Excerpt:
__________________________________________________

Clark v. Wootton

Decision Date27 January 1885
Citation63 Md. 113
PartiesANNA M. CLARK v. HENRY E. WOOTTON and John S. Tyson, Claimants, etc. Anna M. Clark v. Kate E. Kemp and Ida E. Kemp, Claimants, etc.
CourtMaryland Court of Appeals

Appeal from the Court of Common Pleas.

Charles E. Kemp and wife obtained a judgment on the 5th of October 1882, against the Baltimore City Passenger Railway Company for $10,000 for personal injuries to the wife. This judgment was affirmed by this court on appeal at October Term, 1883 (61 Md. 74). The appellant, a judgment creditor of the husband, issued an attachment on her judgment and laid it in the hands of the Baltimore City Passenger Railway Company. Wootton and Tyson filed a claim, as assignees of Kemp and wife to one-third of the fund in the hands of the garnishee and Kate E. Kemp and Ida E. Kemp filed a claim to two-thirds of the same fund as assignees. Two cases were docketed and were tried together before the court, without the intervention of a jury. The court decided that the judgment was protected from the husband's debts by the Constitution, Art. 3, sec. 43, and rendered judgment for the claimants in both cases. The plaintiff below appealed.

The causes were argued before ALVEY, C.J., ROBINSON, IRVING RITCHIE and BRYAN, JJ.

John Prentiss Poe and Arthur W. Machen, for the appellant.

Henry E. Wootton and John S. Tyson, for the appellees.

Bryan J., after stating the case, delivered the opinion of the court.

Charles E. Kemp and wife obtained a judgment against the Baltimore City Passenger Railway Company for bodily injuries to the wife. This judgment was attached by a creditor of the husband, and it was decided by the Court of Common Pleas that it was not attachable. The attaching creditor has appealed to this court.

__________________________________________________

Data in this exercise:
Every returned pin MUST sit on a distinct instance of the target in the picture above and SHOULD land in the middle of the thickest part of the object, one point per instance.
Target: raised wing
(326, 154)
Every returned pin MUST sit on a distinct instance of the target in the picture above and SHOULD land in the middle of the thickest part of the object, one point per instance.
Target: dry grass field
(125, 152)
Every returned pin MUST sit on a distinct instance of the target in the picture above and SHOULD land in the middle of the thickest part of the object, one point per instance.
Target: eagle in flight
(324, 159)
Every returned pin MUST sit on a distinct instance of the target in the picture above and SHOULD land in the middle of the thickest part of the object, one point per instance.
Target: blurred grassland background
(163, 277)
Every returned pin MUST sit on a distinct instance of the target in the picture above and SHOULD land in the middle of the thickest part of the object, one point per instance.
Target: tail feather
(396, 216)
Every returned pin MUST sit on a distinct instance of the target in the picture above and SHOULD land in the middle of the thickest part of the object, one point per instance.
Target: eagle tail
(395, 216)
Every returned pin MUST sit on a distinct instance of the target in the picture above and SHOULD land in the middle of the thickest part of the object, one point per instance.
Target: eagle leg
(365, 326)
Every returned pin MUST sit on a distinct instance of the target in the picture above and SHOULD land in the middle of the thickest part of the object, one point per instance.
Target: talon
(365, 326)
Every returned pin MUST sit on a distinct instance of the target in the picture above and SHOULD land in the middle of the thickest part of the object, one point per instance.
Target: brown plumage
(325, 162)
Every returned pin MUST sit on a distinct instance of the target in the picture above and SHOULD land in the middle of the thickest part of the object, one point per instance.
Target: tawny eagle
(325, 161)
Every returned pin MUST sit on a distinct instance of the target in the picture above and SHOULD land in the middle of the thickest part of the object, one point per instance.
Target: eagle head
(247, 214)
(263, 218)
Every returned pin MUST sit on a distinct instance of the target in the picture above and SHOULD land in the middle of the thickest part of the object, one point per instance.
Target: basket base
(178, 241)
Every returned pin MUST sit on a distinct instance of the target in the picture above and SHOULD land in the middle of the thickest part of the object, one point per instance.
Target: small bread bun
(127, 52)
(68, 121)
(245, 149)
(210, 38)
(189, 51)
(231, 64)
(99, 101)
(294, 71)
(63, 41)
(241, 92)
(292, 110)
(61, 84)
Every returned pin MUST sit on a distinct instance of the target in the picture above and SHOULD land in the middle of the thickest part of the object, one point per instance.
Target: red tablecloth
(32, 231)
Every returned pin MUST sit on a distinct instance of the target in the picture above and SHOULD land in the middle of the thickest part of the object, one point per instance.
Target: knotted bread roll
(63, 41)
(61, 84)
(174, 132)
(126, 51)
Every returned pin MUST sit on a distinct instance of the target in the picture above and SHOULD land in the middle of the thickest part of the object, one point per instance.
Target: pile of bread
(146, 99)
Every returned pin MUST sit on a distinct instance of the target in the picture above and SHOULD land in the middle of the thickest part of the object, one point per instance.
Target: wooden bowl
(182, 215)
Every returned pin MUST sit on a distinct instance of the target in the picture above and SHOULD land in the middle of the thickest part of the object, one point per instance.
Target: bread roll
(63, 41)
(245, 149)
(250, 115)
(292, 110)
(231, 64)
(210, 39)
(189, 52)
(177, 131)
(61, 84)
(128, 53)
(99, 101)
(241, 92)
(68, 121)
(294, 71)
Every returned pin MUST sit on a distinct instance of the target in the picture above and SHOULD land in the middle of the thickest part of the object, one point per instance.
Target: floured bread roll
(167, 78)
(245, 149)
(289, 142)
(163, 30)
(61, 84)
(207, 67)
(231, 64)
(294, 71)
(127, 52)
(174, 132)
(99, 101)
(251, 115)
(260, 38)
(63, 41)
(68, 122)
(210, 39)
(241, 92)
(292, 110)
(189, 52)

__________________________________________________

Stated goal 1:
Please write out the case report word for word between "The causes were" and "to this court.", inclusive.
Stated goal 2:
Pull out every line in the records that contains the word "eagle".

Correct answer 1:
The causes were argued before ALVEY, C.J., ROBINSON, IRVING RITCHIE and BRYAN, JJ.

John Prentiss Poe and Arthur W. Machen, for the appellant.

Henry E. Wootton and John S. Tyson, for the appellees.

Bryan J., after stating the case, delivered the opinion of the court.

Charles E. Kemp and wife obtained a judgment against the Baltimore City Passenger Railway Company for bodily injuries to the wife. This judgment was attached by a creditor of the husband, and it was decided by the Court of Common Pleas that it was not attachable. The attaching creditor has appealed to this court.

Correct answer 2:
Target: eagle in flight
Target: eagle tail
Target: eagle leg
Target: tawny eagle
Target: eagle head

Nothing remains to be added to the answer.